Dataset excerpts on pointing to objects
########

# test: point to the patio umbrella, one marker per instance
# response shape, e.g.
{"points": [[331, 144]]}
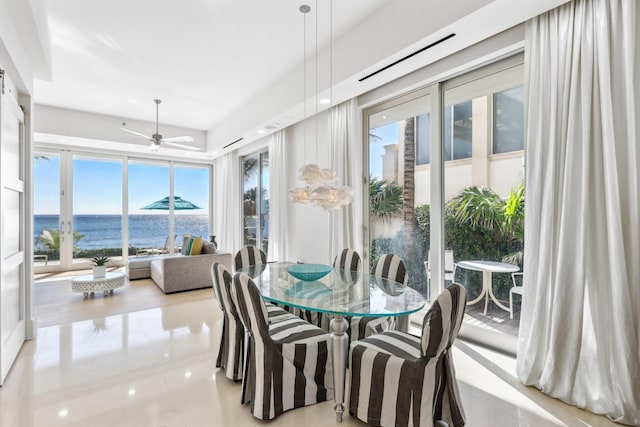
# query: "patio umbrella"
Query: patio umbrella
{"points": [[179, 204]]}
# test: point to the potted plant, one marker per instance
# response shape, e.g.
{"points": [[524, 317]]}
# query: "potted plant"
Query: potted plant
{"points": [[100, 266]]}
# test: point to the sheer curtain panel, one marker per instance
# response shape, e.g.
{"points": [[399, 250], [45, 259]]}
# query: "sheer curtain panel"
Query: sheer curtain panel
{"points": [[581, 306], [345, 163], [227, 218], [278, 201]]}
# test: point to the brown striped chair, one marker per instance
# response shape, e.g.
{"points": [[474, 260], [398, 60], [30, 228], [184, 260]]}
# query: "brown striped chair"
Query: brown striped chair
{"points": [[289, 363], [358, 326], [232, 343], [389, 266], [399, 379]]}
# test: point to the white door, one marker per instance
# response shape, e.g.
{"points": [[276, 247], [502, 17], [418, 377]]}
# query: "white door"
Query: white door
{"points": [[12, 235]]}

########

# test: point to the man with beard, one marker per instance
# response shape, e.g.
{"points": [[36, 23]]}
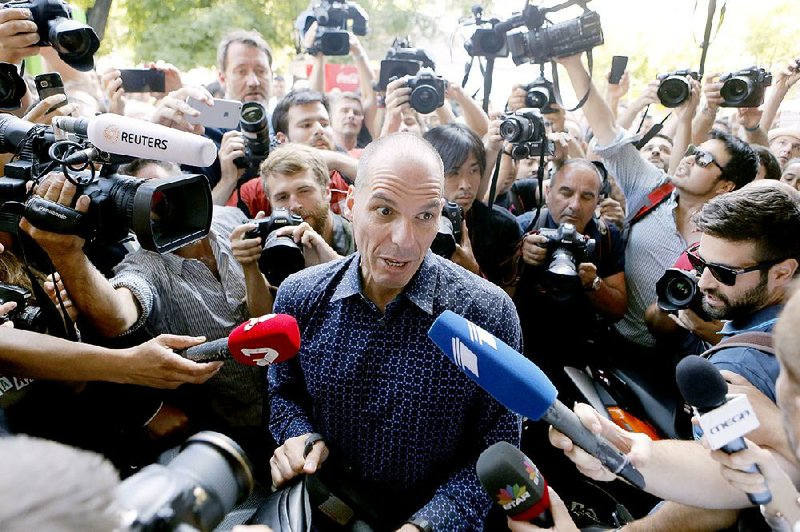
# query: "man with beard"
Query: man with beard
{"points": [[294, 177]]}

########

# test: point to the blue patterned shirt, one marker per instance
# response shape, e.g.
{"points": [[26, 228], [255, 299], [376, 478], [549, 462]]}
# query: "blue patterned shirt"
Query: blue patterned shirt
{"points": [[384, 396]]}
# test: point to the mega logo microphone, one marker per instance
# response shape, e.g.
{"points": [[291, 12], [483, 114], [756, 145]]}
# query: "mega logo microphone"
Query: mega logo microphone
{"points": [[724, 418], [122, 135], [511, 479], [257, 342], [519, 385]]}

########

Show every line of the rows above that contains the word "white".

# test: point to the white door, one marker per instance
# query: "white door"
Query: white door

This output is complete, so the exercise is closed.